::: BRANO :::
Ma dove finisce il bambino della notte? Scompare del tutto, cancellato dalla violenza dell'interdizione sociale, o non si nasconde, piuttosto, in zone remote dell'inconscio, non visibile eppure ancora capace di far sentire la propria presenza? La risposta a queste due domande non può essere immediata, ma deve essere ricercata in alcune sensazioni interne, in fantasie e fantasmi, in alcuni sintomi che si mostrano nella vita di donne adulte. La sensazione di non aver del tutto realizzato ciò che la madre desiderava, di non somigliare abbastanza a qualcosa o qualcuno che vive nella testa della madre non è circoscrivibile all'infanzia o al periodo adolescenziale. Anche in età adulta, accade spesso al figlio/figlia di sentirsi inadeguato davanti agli occhi della madre, di avvertire che è in atto un torneo fra sé e un altro che non si riesce a mettere a fuoco.

 I lamenti della madre, la sua insoddisfazione perenne e inconsolata nei confronti non solo di ciò che il figlio fa, ma soprattutto di come il figlio è, confermano e rafforzano la sensazione dell'esistenza di un rivale inafferrabile. Non è azzardato pensare che colui con cui si e messi a confronto sia proprio il bambino della notte, quell'antica immagine di figlio meraviglioso che la madre continua a portare con sé, sotterraneamente, fin dalla prima infanzia. Non sempre e non necessariamente il disagio, il senso di scontentezza, che si producono nel confronto, acquistano carattere patologico. Spesso è semplicemente un malessere diffuso, che attraversa l'intero arco della relazione madre-figlio: un sottile senso di inadeguatezza pervade il mondo interno del figlio/figlia. La sensazione di essere inappagata, comunque insoddisfatta, si esprime in quello della figura materna.

 Il bambino lunare, dai glaciali luoghi dell'inconscio in cui è stato esiliato, dà segni, sia pure indiretti, della propria esistenza. Non si mostra solamente nei racconti o nei disegni delle bambine, ma è rintracciabile anche in alcune sensazioni che appartengono alla donna adulta, alla madre. Quest'ultima, infatti, non è consapevole dell'esistenza di un figlio/altro, di una specie di gemello interno perfetto e meraviglioso che si staglia sullo sfondo della relazione con il figlio reale. Eppure avverte la presenza del bambino della notte proprio in quei sentimenti di insoddisfazione e di delusione che le suscita, a tratti, il bambino dello scambio sessuale, il figlio reale che ha generato.

 L'immagine di questo bambino/figlio rimosso e silenzioso, ma non inerme, passa di generazione in generazione: ogni donna si è forse sentita inadeguata rispetto all'imago interna di figlio meraviglioso che la propria madre portava dentro di sé. Al tempo stesso si trasmette di madre in figlia il segreto relativo all'immagine di un figlio partenogenetico e alla sensazione di trionfo narcisistico che essa contiene. Attraverso il filo delle generazioni, osteggiata e combattuta dall'interdizione sociale, resta comunque la traccia di una onnipotenza originaria data dalla capacità generativa del corpo femminile. Si dice che ogni figlio viva innanzi tutto nel desiderio della donna che poi lo concepisce e che ogni bambino reale sia, quindi, oggetto di un'adozione da parte della madre. Durante i primi mesi di vita del bambino, quest'ultima dovrà accettare che il figlio non abbia le caratteristiche di splendore e assolutezza che ella aveva immaginato, e che sia, appunto, un oggetto imperfetto.
:::
» SFIDA 1: Puoi duplicare parola per parola tutto il brano, da "Ma dove finisce" giù fino a "mettere a fuoco."?
» SFIDA 2: In quante righe compare la stringa "below"? Indica soltanto il numero.
Il brano e le righe non hanno alcun legame fra loro.
::: DATI IN INGRESSO :::
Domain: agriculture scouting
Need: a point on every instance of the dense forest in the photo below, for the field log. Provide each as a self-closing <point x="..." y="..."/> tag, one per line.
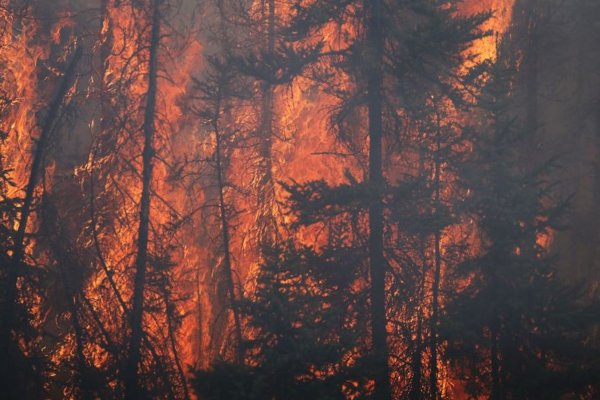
<point x="300" y="199"/>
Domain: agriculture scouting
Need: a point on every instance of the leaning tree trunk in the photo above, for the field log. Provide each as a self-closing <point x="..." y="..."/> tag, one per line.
<point x="18" y="252"/>
<point x="376" y="183"/>
<point x="132" y="386"/>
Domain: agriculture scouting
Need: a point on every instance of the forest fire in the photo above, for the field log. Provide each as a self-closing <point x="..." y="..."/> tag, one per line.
<point x="242" y="199"/>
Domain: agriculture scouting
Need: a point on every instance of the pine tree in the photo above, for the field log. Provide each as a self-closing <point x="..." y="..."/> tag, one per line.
<point x="513" y="331"/>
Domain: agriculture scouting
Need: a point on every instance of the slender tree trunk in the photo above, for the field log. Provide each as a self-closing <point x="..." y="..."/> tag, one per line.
<point x="433" y="364"/>
<point x="225" y="235"/>
<point x="531" y="75"/>
<point x="494" y="363"/>
<point x="18" y="251"/>
<point x="415" y="390"/>
<point x="266" y="195"/>
<point x="376" y="182"/>
<point x="132" y="386"/>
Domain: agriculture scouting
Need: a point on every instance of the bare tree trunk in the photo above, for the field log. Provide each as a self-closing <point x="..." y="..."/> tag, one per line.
<point x="225" y="234"/>
<point x="376" y="182"/>
<point x="266" y="196"/>
<point x="132" y="386"/>
<point x="18" y="251"/>
<point x="433" y="377"/>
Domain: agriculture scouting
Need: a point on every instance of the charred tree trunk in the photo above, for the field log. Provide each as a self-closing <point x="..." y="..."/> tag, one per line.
<point x="531" y="68"/>
<point x="376" y="182"/>
<point x="266" y="196"/>
<point x="132" y="386"/>
<point x="18" y="251"/>
<point x="225" y="233"/>
<point x="415" y="389"/>
<point x="433" y="383"/>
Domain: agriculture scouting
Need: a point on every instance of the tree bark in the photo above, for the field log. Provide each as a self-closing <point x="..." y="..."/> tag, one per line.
<point x="266" y="196"/>
<point x="225" y="234"/>
<point x="376" y="182"/>
<point x="433" y="383"/>
<point x="18" y="251"/>
<point x="132" y="386"/>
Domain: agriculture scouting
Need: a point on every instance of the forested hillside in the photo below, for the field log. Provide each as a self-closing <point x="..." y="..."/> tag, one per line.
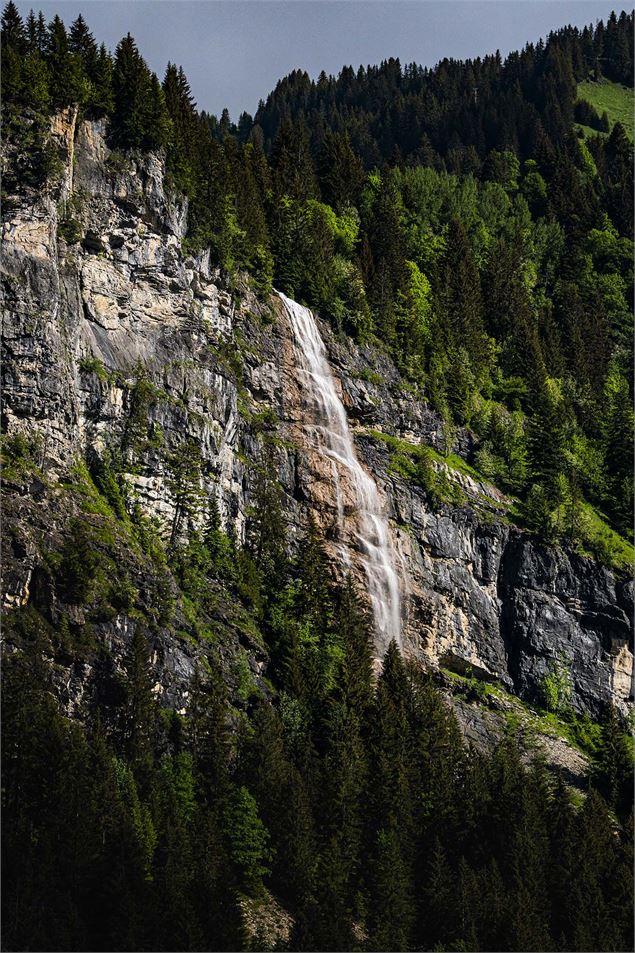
:::
» SOLUZIONE COMPLETA 1:
Ma dove finisce il bambino della notte? Scompare del tutto, cancellato dalla violenza dell'interdizione sociale, o non si nasconde, piuttosto, in zone remote dell'inconscio, non visibile eppure ancora capace di far sentire la propria presenza? La risposta a queste due domande non può essere immediata, ma deve essere ricercata in alcune sensazioni interne, in fantasie e fantasmi, in alcuni sintomi che si mostrano nella vita di donne adulte. La sensazione di non aver del tutto realizzato ciò che la madre desiderava, di non somigliare abbastanza a qualcosa o qualcuno che vive nella testa della madre non è circoscrivibile all'infanzia o al periodo adolescenziale. Anche in età adulta, accade spesso al figlio/figlia di sentirsi inadeguato davanti agli occhi della madre, di avvertire che è in atto un torneo fra sé e un altro che non si riesce a mettere a fuoco.

» SOLUZIONE COMPLETA 2: 2